[INPUT DATA]:
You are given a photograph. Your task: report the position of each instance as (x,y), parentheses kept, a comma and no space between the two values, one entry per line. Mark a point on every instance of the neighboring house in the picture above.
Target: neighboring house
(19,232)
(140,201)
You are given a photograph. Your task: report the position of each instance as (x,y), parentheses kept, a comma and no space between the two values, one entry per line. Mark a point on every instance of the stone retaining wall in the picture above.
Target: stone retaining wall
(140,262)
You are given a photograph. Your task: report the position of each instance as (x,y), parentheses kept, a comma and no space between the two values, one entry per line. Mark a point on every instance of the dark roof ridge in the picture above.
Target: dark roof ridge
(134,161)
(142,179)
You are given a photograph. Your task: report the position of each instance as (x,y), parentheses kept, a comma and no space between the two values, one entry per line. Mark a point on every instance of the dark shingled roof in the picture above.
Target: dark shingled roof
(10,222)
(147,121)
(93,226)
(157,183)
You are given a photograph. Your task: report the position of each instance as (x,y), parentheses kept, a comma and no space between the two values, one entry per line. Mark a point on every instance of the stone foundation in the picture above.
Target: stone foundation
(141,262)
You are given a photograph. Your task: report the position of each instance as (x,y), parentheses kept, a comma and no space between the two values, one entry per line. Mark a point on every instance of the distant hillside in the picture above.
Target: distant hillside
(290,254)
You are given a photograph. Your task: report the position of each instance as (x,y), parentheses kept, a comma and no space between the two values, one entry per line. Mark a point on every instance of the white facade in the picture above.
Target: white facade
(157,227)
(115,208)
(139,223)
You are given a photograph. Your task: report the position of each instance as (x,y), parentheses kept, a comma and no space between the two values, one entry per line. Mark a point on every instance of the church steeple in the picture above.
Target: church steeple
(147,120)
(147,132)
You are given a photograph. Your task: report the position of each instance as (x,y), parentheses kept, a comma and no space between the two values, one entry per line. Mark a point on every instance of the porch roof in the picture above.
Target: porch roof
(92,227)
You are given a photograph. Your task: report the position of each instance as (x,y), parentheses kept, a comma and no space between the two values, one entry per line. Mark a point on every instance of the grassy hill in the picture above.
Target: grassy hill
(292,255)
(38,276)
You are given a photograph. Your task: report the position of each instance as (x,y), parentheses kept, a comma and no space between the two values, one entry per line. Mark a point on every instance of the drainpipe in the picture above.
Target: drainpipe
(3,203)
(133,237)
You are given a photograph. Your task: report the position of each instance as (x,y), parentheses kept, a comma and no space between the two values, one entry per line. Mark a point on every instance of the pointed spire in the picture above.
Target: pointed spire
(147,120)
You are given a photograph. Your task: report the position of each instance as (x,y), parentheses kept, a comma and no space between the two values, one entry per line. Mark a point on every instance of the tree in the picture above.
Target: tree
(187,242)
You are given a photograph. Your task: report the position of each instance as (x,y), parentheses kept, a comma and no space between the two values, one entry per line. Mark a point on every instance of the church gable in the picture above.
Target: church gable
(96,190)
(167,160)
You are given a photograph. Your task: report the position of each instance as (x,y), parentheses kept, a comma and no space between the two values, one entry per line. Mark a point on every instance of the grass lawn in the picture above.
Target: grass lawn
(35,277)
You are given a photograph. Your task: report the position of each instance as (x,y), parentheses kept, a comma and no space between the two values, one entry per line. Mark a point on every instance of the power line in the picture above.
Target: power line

[DIRECTIONS]: Which lines run from the one holding "Target: grassy hill" through the one holding "spire in the picture above." in the records above? Repeat them exactly, both included, and nothing more.

[SOLUTION FOR THIS PROBLEM]:
Target: grassy hill
(292,255)
(38,276)
You are given a photograph. Your task: report the position of each instance as (x,y), parentheses kept, a comma and no space between the two values, one entry per line. Mark a point on every instance of the drainpipe in the picture above.
Target: drainpipe
(3,203)
(133,237)
You are given a photograph. Your task: report the position of each instance as (x,y), parentheses kept, a comma and no space between the two values, one entry per line. Mark a point on every instance of the pointed spire in the picture above.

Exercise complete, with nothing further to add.